• [GIVEN EXERCISE A]:
Check each statement below against the climbing performance passage and answer yes or no, quoting the passage's deciding words. (i) Guidi's expert commission was made up of FFME coaches. (ii) Guidi found physical characteristics to be the most important factor in the lead event. (iii) In the study, mental characteristics explained the largest share of climbers' performance.
• [GIVEN EXERCISE B]:
Pick up the climbing performance passage after its final sentence and write the next part.

• [TEXT BLOCK]:
%%
The relative requirements of different sports (Hörst, 2003)

Guidi has a different opinion in regard to this topic. In his report published on the official website of the FFME (Fédération Française de la Montagne et de l'Escalade) Guidi presented the findings of an expert commission consisting of the FFME coaches (Guidi, 2002). Among other things, he analysed the structure of climbers’ performance in the lead and bouldering events (Figure 2). According to Guidi, the key factors determining performance in the first event were mental characteristics (50%), then physical (27%), tactical (15%) and technical (8%) ones.
Figure 2

The structure of sport climber’s performance in the lead and bouldering events (Guidi, 2002)

The findings of this study where the issue of climber’s performance has been given comprehensive treatment allowed empirical verification of the above opinions. According to the results of the canonical analysis (Table 3) and their totals (Figure 3), three sets of characteristics, each having 8 selected variables, explained climbers’ overall performance capacity in 96% (Max OS and Max RP). The chart below tends to support the Hörst’s opinion (2003) that rock climbing requires harmoniously developed physical fitness, technical and tactical skills, as well as mental preparation. The percentage contributions of particular sets of variables to explaining performance were similar, but not equal. The characteristics of physical fitness (Finger strength, E70%z10/10, Arm strenght), body efficiency (VO) and anthropometric (Body mass, Ape index, FM%, Hip flexion) explained the most – 38%, while mental characteristics were found to be the least significant in this respect (25%). The present-day sport climbing is safer for contestants (owing to permanent protection points, strong ropes, etc.). Climbers are viewed today as gymnasts exercising on the rock rather than people risking their lives en route to the top. This safety and the outstanding experience of the examined climbers not only seem to explain the relatively low share of mental attributes in the structure of their performance, but also highlight the prominence of the physical aspects of their training.
%%
• [ENTRIES SHOWN]:
%%
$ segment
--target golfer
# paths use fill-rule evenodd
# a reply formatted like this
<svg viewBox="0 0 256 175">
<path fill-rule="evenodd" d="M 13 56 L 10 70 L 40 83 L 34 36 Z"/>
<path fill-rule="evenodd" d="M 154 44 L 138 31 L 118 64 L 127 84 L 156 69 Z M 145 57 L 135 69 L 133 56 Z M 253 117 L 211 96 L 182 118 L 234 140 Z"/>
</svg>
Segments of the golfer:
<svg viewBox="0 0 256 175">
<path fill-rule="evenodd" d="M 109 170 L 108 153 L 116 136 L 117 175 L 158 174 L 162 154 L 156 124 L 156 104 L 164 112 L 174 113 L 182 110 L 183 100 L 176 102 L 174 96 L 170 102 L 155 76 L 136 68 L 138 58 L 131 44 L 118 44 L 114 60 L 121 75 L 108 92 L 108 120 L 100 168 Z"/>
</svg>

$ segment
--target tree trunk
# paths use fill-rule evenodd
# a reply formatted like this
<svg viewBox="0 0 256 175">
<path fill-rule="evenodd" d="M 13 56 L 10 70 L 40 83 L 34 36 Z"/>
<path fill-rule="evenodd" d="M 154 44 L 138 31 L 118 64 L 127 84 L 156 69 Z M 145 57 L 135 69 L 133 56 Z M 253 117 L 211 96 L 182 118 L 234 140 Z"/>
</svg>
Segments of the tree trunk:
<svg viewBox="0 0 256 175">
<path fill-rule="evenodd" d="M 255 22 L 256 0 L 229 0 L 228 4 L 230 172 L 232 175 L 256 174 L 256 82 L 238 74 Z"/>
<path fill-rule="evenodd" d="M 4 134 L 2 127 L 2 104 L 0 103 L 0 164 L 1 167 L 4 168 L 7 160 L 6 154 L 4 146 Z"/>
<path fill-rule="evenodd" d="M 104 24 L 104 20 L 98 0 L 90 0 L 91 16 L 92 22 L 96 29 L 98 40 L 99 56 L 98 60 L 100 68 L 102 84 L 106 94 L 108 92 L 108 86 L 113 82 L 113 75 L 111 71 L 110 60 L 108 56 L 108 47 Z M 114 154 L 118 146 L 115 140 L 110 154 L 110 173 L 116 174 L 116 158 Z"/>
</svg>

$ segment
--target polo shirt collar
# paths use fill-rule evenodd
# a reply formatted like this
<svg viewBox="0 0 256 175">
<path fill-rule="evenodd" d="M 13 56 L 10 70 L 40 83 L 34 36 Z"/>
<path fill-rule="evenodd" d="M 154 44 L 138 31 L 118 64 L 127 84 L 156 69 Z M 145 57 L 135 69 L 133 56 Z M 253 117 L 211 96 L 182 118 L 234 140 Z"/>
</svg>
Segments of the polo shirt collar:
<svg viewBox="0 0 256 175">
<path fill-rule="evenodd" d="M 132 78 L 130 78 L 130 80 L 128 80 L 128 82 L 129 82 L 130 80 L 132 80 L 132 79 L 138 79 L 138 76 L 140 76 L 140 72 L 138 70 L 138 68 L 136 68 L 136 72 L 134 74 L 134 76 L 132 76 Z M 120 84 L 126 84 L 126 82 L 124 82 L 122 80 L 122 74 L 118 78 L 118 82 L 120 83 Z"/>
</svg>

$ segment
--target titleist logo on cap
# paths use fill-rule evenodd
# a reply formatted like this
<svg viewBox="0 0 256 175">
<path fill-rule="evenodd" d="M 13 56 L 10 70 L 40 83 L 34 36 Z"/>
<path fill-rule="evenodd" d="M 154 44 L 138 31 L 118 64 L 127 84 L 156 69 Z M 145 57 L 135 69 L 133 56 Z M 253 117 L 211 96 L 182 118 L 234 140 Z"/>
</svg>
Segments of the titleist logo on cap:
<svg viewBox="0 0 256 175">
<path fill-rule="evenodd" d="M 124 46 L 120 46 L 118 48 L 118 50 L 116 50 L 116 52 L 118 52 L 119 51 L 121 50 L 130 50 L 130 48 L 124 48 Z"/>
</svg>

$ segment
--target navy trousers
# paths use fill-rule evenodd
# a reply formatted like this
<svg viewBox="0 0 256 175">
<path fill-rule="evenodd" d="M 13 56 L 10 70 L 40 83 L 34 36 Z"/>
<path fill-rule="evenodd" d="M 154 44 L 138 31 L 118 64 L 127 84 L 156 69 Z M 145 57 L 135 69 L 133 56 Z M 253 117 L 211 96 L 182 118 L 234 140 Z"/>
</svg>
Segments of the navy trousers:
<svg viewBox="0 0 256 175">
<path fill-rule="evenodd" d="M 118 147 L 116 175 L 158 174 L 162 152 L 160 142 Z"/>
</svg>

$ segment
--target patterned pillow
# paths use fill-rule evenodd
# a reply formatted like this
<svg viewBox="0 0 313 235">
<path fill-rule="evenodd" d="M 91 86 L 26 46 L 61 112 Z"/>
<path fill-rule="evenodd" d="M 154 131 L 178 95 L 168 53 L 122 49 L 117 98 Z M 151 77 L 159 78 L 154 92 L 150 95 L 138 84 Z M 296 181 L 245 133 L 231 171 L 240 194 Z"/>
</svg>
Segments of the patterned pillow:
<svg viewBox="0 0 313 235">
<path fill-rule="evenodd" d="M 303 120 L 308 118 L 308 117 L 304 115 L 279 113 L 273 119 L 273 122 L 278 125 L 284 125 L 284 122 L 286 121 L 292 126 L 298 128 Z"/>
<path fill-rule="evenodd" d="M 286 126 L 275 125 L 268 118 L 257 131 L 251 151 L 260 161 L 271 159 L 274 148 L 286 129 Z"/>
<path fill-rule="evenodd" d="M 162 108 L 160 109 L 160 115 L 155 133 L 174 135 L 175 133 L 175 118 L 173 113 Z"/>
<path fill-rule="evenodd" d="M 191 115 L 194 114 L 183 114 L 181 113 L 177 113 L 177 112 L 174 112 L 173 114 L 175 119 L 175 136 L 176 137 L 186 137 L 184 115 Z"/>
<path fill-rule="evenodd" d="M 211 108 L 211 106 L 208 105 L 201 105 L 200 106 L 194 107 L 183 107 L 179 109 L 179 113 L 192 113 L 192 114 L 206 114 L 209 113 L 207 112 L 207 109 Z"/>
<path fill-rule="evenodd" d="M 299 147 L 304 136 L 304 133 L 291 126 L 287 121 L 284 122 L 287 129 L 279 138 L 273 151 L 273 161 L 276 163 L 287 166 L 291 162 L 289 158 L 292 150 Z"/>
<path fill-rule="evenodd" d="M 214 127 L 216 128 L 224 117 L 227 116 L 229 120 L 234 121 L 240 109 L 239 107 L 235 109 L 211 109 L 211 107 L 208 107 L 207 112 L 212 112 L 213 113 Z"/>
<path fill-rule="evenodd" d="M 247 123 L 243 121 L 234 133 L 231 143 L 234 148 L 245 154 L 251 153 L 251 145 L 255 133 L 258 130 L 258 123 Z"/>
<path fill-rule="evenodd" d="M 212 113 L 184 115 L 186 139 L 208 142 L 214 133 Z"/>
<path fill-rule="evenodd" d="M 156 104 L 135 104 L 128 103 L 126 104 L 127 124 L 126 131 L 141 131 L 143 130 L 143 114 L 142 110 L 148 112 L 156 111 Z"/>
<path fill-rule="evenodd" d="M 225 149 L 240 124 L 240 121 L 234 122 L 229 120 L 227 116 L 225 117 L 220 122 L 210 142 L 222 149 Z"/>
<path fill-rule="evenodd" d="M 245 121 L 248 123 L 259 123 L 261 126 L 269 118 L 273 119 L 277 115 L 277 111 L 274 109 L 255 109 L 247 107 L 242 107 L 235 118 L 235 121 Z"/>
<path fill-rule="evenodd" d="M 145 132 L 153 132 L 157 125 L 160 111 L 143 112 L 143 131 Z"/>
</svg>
%%
• [EXERCISE RESPONSE A]:
(i) Yes: "an expert commission consisting of the FFME coaches."
(ii) No: "the key factors determining performance in the first event were mental characteristics (50%), then physical (27%)."
(iii) No: "mental characteristics were found to be the least significant in this respect (25%)."

• [EXERCISE RESPONSE B]:
Figure 3

Percentage contributions and the complementarity of different sets of characteristics explaining climber’s overall performance capacity (Max OS and Max RP)

This study has shown that sport climbing performance is determined by different sets of morphofunctional characteristics. Keeping the sets apart has only a theoretical advantage, because they are in fact complementary and overlap (Figure 3). Climbers, particularly the less trained ones, frequently utilise this interaction to compensate for their deficiencies with better developed skills and abilities. The canonical analysis may be a measure to find out whether variables in one set may serve as predictors of the values of the variables in another. All three sets of characteristics (physical, mental and technical) used in this study explained the variance similarly (in around 30%), but the strongest relationship was found between the set containing selected characteristics of personality, temperament, locus of control and tactics, and the set with coordination abilities and technique (38 %). This seems to explain why the two groups of characteristics have a similar informative value. The climbers’ physical characteristics were explained least effectively by their mental attributes (25%), which reveals a relatively weaker relationship between the results of selected mental tests and the somatic, physical fitness, aerobic and anaerobic power of the climbers This study focused on advanced male climbers taking part in rock climbing events. For different sex and experience of the subjects, type and setting of the events (indoor or outdoor), the results may be different.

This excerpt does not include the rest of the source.